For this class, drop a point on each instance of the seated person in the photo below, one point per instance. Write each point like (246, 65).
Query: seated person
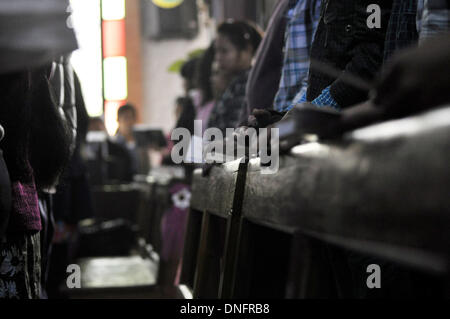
(127, 119)
(108, 161)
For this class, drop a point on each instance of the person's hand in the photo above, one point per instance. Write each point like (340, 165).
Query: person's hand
(416, 79)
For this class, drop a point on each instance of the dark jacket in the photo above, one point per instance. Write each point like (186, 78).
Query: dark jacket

◇ ◇ ◇ ◇

Retype the records verbatim, starting at the line that contains "like (340, 165)." and ending at the close of the records, with both ends included.

#### In response
For this class, drop a point on each instance of the person's hand in the photo above, one point per instance. Write each point like (340, 165).
Query: person's hand
(416, 79)
For this class, drop a point on each instance of the dark jacket in the photo above, one point per instance. Write each point like (186, 78).
Query: dark jacket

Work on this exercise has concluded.